▶ _Task item_
Write the data out again, exactly as given.

Dataset excerpts
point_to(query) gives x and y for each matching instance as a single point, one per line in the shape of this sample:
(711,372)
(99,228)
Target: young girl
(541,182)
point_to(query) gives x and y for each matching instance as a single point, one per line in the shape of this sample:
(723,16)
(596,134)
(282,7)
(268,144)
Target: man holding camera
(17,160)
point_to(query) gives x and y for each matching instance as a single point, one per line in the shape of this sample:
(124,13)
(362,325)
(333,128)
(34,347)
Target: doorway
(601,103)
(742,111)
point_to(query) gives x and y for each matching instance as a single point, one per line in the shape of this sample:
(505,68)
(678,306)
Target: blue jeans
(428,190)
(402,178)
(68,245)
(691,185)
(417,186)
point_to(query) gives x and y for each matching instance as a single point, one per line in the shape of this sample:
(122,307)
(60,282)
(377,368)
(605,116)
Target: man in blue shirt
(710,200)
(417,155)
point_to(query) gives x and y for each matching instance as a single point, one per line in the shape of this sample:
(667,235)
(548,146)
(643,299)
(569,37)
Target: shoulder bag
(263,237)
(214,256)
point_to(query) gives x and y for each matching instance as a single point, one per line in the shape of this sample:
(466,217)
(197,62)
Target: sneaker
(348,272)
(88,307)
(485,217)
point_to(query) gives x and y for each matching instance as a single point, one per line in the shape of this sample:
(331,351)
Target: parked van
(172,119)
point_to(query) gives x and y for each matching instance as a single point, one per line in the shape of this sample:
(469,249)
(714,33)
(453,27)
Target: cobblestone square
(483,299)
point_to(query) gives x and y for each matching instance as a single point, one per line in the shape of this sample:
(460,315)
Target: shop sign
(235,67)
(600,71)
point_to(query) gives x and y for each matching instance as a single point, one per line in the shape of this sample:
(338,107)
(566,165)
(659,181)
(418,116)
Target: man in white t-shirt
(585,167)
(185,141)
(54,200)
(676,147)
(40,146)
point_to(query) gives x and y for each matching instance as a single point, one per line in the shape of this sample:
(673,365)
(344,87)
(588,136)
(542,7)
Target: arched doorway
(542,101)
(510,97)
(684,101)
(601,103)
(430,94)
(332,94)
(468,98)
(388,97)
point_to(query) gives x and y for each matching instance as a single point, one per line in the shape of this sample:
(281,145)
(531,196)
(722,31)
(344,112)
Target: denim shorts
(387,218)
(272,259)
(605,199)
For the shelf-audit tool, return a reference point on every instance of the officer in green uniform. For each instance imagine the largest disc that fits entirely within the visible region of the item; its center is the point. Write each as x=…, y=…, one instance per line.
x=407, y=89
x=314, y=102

▶ _Solution below_
point_to(query) gives x and y for each matching instance as a single point, one per line in the shape of this sample:
(711,372)
(99,228)
Target: young girl
(541,182)
point_to(query) gives x and y for each matching instance as a single point, one per line in the shape of this sample:
(723,16)
(596,134)
(282,7)
(268,144)
Target: man holding camera
(17,160)
point_to(query) gives x and y for each matching instance as a single point, one per line in the shape of this sample:
(124,13)
(362,325)
(333,128)
(34,347)
Target: doorway
(601,103)
(742,111)
point_to(query) gives x and y for each matching instance as a single point, one per line in the shape of this sample:
(505,68)
(678,306)
Target: blue jeans
(428,190)
(402,178)
(68,245)
(691,185)
(417,186)
point_to(query) gives x and y for each matching instance as a single point, one per line in the shape of this sample:
(122,307)
(60,282)
(377,368)
(605,116)
Target: man in blue shirt
(710,200)
(417,155)
point_to(query) gives x and y for each matching instance as a single point, one per line in the shape of this sample:
(667,235)
(548,146)
(643,299)
(569,37)
Target: shoulder bag
(263,237)
(214,256)
point_to(query) gives x and y for each matching instance as a single point, one per line in the shape of this sample:
(466,217)
(197,62)
Target: sneaker
(348,272)
(88,307)
(485,217)
point_to(query) gives x and y for each matching instance as a single point, one per line in the shape of this sample:
(331,351)
Target: parked van
(172,119)
point_to(query) gives x and y for each matching instance as a single point, one per line in the shape of this sample:
(469,249)
(714,33)
(453,27)
Target: cobblestone square
(483,299)
point_to(query) gives x and y for each matching instance as a single point, one per line in the shape of this sample:
(460,315)
Target: shop sign
(235,67)
(600,71)
point_to(query) gives x and y for each matching instance as a single point, one per line in the shape of this sample:
(338,107)
(566,165)
(659,181)
(418,116)
Target: man in white t-shirt
(585,167)
(185,141)
(54,200)
(676,147)
(40,146)
point_to(query) gives x and y for each matching instance as a single point, one per line in the shape of this sample:
(673,365)
(344,87)
(588,136)
(542,7)
Target: arched doorway
(542,101)
(510,97)
(684,101)
(601,103)
(430,94)
(332,94)
(468,98)
(388,97)
point_to(query) gives x and y for each matching instance as a single point, one per line in the shape of this sample:
(281,145)
(531,196)
(722,31)
(344,112)
Target: denim shorts
(387,218)
(272,259)
(605,199)
For the shelf-audit tool, return a reference point on every instance of the officer in green uniform. For each instance imagine the largest disc that fits entirely within the visible region of the item; its center is the point. Write each as x=…, y=…, one instance per line.
x=407, y=89
x=314, y=102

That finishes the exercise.